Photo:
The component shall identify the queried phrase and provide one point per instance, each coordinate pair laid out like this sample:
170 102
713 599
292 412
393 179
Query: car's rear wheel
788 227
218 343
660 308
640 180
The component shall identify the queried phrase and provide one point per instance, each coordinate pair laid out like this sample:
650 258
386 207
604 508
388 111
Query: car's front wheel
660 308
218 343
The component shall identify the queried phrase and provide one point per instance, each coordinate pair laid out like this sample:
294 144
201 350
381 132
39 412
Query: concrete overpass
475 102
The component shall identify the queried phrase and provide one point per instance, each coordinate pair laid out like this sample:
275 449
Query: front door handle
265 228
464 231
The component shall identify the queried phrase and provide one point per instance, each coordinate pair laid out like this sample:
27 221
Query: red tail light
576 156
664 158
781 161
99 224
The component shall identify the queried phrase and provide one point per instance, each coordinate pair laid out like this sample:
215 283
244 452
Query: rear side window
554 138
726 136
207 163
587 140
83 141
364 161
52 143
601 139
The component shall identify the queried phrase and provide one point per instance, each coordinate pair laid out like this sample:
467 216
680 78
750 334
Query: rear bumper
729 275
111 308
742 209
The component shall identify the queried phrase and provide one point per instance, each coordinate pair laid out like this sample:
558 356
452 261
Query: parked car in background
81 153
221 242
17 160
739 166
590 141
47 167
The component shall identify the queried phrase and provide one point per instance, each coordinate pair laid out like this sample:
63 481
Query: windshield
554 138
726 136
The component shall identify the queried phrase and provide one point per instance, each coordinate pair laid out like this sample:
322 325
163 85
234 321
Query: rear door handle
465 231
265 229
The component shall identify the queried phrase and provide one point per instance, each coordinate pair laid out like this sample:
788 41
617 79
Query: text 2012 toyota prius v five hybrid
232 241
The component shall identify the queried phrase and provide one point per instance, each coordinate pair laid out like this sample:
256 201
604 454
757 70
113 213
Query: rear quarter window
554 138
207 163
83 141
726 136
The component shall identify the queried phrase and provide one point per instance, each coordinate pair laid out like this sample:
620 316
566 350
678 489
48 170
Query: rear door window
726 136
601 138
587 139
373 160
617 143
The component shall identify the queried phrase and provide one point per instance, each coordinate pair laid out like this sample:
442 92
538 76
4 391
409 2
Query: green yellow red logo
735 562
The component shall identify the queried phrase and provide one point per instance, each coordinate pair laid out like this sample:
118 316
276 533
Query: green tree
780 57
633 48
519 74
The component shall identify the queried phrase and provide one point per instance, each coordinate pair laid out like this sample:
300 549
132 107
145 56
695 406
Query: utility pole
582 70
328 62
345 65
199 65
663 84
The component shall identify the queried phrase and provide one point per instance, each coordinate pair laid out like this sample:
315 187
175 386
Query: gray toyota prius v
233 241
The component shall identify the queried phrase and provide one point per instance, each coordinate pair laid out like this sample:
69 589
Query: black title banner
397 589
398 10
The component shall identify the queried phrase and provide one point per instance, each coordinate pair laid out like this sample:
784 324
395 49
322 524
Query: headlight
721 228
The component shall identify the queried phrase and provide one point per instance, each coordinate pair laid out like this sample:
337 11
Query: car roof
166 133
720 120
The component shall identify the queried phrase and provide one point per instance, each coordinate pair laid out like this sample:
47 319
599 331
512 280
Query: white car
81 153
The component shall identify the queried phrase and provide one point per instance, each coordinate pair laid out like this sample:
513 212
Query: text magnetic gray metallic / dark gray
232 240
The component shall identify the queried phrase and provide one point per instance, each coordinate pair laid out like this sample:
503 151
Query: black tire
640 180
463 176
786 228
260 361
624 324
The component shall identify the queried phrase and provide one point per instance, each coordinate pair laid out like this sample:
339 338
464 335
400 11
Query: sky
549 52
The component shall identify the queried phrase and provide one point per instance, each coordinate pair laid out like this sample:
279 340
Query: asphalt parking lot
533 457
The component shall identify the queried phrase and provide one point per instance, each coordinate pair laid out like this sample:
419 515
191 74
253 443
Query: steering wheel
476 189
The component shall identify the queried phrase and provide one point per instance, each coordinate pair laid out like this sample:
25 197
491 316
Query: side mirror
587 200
________________
Task description >> Can you give every line above again, exactly as written?

Result of this exercise >>
Photo:
The component shall identify the queried phrase and provide one point per instance, each coordinate pair laid out like this sample:
170 102
713 599
292 412
393 179
Query: car's rear wheel
788 227
218 343
660 308
640 180
The component shall identify the queried phrase and provide one point per instance, each coordinate pair laid out like this sample:
650 258
386 207
604 508
388 111
Query: car's front wheel
660 308
218 343
The component shall identify the queried phrase and provide one point per instance, each coordinate pair laid out like this sample:
294 144
201 350
381 132
39 412
Query: concrete overpass
475 102
The component shall identify the queried phrase and provide one point per instance, each coordinate pair laid out like this sample:
275 449
Query: front door handle
265 228
464 231
The component shall identify the queried phrase and provide one point per instance, each coordinate pair laid out like this sample:
27 221
Query: red tail light
576 156
664 158
781 161
99 224
The component shall identify the queried phrase and provide one point per instance, each coordinate pair laid out like this sample:
215 283
244 452
Query: rear side window
554 138
726 136
207 163
587 140
83 141
364 161
52 143
601 139
The component shall identify the queried phrase and provide one point per instance, each coordinate pair laid out like this sample:
467 216
680 78
750 334
Query: rear bumper
729 275
111 308
742 209
The component shall identify the queried phrase and provide one point per instance, each coordinate pair laid out like this sample:
558 356
452 261
Query: parked car in background
81 153
221 242
17 160
739 166
590 141
47 167
The component shall identify the queried phrase and provide one point per instance, each coordinate pair laid out like this sample:
63 481
Query: windshield
554 138
726 136
The component shall identify the queried phrase and provide one point per instance, each coordinate pair laid out like this sample:
322 325
163 85
234 321
Query: rear door handle
465 231
265 229
The component shall identify the queried phrase and provide one point per instance, each coordinate pair laid out like this sample:
788 41
617 79
Query: text 2012 toyota prius v five hybrid
232 241
The component shall identify the queried phrase and provide one point per instance, each coordinate pair laid out like this sample:
256 201
604 454
757 70
113 213
Query: rear quarter window
554 138
207 163
83 141
726 136
The component shall identify the queried phrase and provide one point per instance, each coordinate pair laid out like this sample:
620 316
566 350
678 489
48 170
Query: rear door window
726 136
601 138
587 139
373 160
617 143
The component shall identify the queried phrase and provide one point per instance, each coordinate pair laid out like this sample:
442 92
538 76
4 391
409 2
Query: green yellow red logo
735 562
The component shall identify the queried phrase and provide one point per instance, each coordinate pair laid out like this sample:
118 316
276 533
Query: green tree
780 57
633 48
519 74
The component shall identify the queried phrase and provide one point per instance, each coordinate pair laid out like this sample:
300 549
132 107
145 56
695 406
Query: utility pole
582 70
328 62
345 65
199 65
663 84
The component shall identify the queried phrase and provide one point per instance, each coordinate pair laid out like this sample:
315 187
175 386
Query: gray toyota prius v
233 241
The component shall identify the queried phrase and provide one point per instance, each coordinate pair laid out like this sample:
69 589
Query: black title banner
397 589
398 10
The component shall identify the queried phrase and provide one point per instance, each coordinate pair laid out like this sample:
784 324
395 49
322 524
Query: headlight
721 228
The component shall identify the queried phrase and provide one point per instance, each coordinate pair laid out like this sample:
337 11
Query: car roof
166 133
720 120
The component shall identify the queried phrase and provide one point per instance, each coordinate pair laid out like this sample:
47 319
599 331
512 280
Query: white car
81 153
The component shall identify the queried phrase and provide one point per instance, each coordinate pair laid out like this sample:
513 212
Query: text magnetic gray metallic / dark gray
232 240
The component shall identify the queried phrase and provide one point per instance, each coordinate pair laid out like this sample:
503 151
Query: black tire
640 180
463 176
786 228
260 361
624 324
The component shall identify the queried phrase and provide one point per instance, each coordinate pair laid out like this sample:
339 338
464 335
400 11
Query: sky
549 52
The component shall identify the queried phrase and provide one point per instance, each coordinate pair laid out like this sample:
279 340
Query: asphalt parking lot
533 457
The component shall identify the queried phrase and provide one point per instance, each coordinate pair laid out like this sample:
419 515
191 74
253 443
Query: steering wheel
476 189
The component shall identify the queried phrase and provide one point per instance, each coordinate pair laid out like this sample:
25 197
491 316
Query: side mirror
587 200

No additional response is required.